--- EXTRAIT DU DOCUMENT ---
Selon Mathieu, le pays fait face à des groupes avec des intérêts extrêmement divergents et qui n’arrivent pas à se coordonner. Ce qui fait que « même si nos coopérants rencontrent un interlocuteur qui leur assure que la zone est sécurisée, ils ne savent pas qui se trouve derrière, ni qui aura le contrôle des hommes armés plus loin ». Emma Fanning, de Oxfam, appuie également cette idée en expliquant que les différents groupes armés n’ont pas de véritable état-major ce qui empêche les négociations concernant l’accès sécurisé des travailleurs humanitaires dans certaines zones.

Malgré les dangers encourus, MSF compte 2 240 travailleurs, nationaux et internationaux, dans 16 localités différentes de tout le pays. Le responsable de MSF précise : « Nous réalisons quelques 1 000 consultations médicales et dix accouchements chaque jour. C'est la preuve qu’en dépit de l’insécurité, il est tout de même possible de travailler ». Le budget de MSF pour la Centrafrique est de 40 millions d’euros, un chiffre supérieur à celui du Ministère de la Santé du pays. C'est du jamais vu pour Mathieu : « Aujourd’hui nous sommes au maximum de nos capacités, mais nous ne sommes pas venus ici pour nous substituer à l’Etat, nous sommes en mission médicale d’urgence. »
--- DONNÉES À EXAMINER ---
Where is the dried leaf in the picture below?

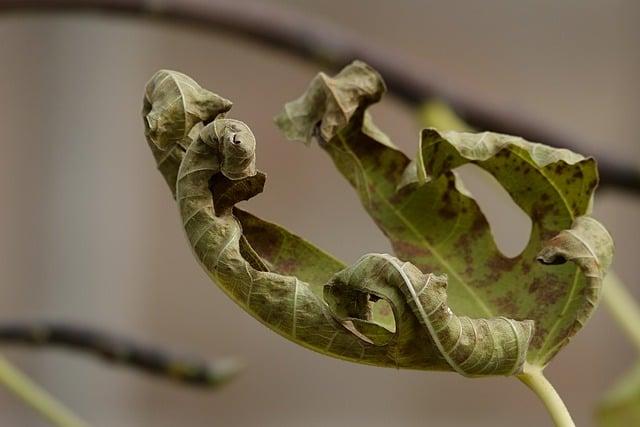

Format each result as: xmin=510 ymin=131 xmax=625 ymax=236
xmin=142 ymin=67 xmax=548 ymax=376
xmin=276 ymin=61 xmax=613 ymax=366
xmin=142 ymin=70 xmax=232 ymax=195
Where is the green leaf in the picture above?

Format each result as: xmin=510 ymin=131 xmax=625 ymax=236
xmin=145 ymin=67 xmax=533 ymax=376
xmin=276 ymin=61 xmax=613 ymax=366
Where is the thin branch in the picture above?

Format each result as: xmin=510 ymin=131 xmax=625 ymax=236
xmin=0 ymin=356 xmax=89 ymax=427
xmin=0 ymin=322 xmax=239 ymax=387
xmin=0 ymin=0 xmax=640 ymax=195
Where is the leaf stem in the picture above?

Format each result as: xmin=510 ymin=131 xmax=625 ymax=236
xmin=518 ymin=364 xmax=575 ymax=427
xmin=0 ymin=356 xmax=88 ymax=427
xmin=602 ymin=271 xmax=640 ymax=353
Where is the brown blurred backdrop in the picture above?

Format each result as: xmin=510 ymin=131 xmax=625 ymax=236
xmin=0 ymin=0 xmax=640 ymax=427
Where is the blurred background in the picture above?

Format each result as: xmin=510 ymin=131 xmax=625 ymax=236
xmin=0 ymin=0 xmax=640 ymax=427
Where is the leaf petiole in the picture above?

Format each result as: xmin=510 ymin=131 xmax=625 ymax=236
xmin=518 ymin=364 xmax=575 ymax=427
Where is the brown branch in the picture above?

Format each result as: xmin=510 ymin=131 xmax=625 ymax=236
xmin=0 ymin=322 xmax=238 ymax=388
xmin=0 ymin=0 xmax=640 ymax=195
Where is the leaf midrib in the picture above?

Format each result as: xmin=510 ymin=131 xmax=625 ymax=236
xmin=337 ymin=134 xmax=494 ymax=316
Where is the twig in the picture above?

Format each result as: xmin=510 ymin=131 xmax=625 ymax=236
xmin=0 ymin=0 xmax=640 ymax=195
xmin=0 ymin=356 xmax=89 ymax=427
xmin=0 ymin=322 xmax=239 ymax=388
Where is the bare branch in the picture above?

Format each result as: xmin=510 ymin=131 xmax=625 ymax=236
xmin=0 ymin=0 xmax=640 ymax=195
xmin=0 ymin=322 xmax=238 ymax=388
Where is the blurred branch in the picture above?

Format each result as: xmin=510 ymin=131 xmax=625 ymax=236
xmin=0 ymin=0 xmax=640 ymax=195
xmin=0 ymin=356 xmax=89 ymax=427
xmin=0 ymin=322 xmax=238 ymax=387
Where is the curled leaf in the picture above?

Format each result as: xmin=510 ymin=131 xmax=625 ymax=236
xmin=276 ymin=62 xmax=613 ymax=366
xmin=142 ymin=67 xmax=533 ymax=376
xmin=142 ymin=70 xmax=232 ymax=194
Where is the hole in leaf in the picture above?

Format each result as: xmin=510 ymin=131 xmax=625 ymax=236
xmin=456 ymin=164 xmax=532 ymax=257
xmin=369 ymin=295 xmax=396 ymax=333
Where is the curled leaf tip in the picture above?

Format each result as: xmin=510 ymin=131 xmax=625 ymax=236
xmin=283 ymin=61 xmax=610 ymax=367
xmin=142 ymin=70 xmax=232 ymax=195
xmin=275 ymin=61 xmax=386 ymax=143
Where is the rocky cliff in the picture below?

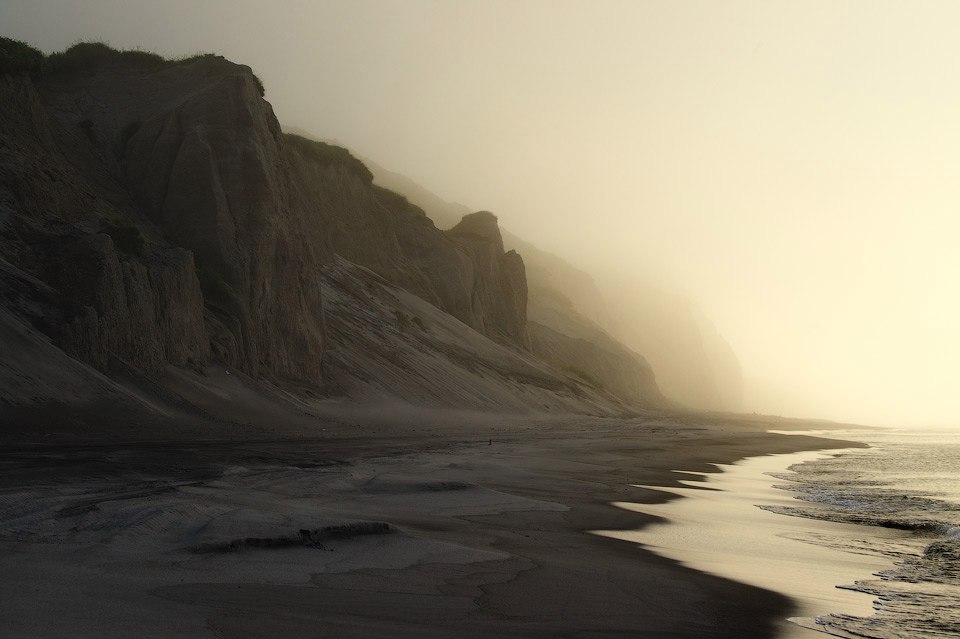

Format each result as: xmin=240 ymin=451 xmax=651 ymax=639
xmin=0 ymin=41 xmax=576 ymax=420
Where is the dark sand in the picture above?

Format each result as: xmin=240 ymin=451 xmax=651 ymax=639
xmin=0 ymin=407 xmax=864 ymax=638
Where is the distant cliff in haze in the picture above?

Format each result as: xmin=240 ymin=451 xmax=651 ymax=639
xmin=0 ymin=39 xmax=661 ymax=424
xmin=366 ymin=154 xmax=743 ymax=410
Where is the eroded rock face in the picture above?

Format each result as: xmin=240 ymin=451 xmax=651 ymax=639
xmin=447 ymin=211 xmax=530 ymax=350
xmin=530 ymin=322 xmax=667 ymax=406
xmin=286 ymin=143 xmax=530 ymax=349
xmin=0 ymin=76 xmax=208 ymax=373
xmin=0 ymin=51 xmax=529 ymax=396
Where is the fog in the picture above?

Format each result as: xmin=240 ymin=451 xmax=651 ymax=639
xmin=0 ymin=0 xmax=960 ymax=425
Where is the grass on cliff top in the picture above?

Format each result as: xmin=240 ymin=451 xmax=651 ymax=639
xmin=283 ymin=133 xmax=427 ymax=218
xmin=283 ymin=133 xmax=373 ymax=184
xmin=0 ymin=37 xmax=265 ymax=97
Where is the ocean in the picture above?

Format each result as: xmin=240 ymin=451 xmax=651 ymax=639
---
*CONSIGNE:*
Répondez à ces questions sur l'extrait consacré à l'action humanitaire en Centrafrique :
(a) Selon Emma Fanning, qu'est-ce qui empêche de négocier l'accès sécurisé des travailleurs humanitaires à certaines zones ?
(b) Combien de travailleurs MSF compte-t-il dans le pays, et dans combien de localités ?
(c) À combien s'élève le budget de MSF pour la Centrafrique ?

*TÂCHE RÉALISÉE:*
(a) Les différents groupes armés n'ont pas de véritable état-major.
(b) 2 240 travailleurs, nationaux et internationaux, répartis dans 16 localités.
(c) 40 millions d'euros, un montant supérieur à celui du Ministère de la Santé du pays.